_Set exercise:_ Starting at the line that has "[outline] small pebble, per instance", set down every line that follows, through the end of the items below, with no changes, and leave any pictures out.

_Provided data:_
——————————
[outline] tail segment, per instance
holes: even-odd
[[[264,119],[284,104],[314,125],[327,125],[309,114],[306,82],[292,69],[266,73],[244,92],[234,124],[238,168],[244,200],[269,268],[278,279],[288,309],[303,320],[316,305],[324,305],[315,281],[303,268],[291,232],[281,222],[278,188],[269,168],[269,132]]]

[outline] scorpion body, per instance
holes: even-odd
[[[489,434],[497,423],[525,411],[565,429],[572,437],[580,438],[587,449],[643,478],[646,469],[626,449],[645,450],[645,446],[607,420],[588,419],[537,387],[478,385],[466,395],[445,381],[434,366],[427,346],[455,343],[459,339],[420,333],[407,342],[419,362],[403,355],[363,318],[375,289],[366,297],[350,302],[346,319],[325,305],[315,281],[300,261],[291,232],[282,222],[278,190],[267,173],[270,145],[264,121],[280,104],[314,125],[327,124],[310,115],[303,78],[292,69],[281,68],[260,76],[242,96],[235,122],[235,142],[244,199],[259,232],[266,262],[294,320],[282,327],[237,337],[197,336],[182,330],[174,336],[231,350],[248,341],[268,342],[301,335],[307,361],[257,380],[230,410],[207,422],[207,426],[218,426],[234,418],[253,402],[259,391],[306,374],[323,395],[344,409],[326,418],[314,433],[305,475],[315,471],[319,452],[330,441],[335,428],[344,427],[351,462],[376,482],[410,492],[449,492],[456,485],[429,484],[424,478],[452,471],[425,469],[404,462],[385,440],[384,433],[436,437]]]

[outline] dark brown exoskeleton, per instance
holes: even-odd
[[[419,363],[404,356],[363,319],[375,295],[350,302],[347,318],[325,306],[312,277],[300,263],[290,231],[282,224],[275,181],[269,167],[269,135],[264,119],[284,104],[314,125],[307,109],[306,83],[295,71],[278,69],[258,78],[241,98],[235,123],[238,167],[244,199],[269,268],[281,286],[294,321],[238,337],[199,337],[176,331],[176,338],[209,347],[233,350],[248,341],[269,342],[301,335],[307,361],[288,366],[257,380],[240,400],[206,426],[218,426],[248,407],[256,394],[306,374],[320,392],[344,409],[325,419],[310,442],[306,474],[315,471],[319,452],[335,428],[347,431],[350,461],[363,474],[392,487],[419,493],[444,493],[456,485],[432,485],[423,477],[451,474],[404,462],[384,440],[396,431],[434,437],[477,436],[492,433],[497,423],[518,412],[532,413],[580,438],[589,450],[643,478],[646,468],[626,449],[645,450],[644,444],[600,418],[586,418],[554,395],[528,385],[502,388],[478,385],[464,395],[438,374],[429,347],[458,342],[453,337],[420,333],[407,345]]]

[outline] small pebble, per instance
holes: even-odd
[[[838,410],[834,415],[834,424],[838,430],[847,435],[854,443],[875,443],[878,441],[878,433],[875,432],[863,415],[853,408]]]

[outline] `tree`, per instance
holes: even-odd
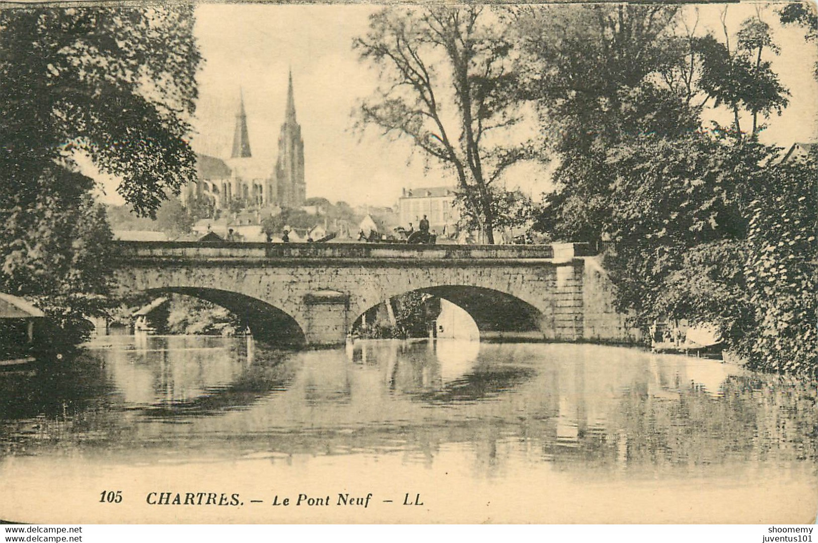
——————————
_Reply to the task:_
[outline] small pebble, per instance
holes: even-odd
[[[838,410],[834,415],[834,424],[838,430],[847,435],[854,443],[875,443],[878,441],[878,433],[875,432],[863,415],[853,408]]]

[outline] `tree`, per instance
holes: even-odd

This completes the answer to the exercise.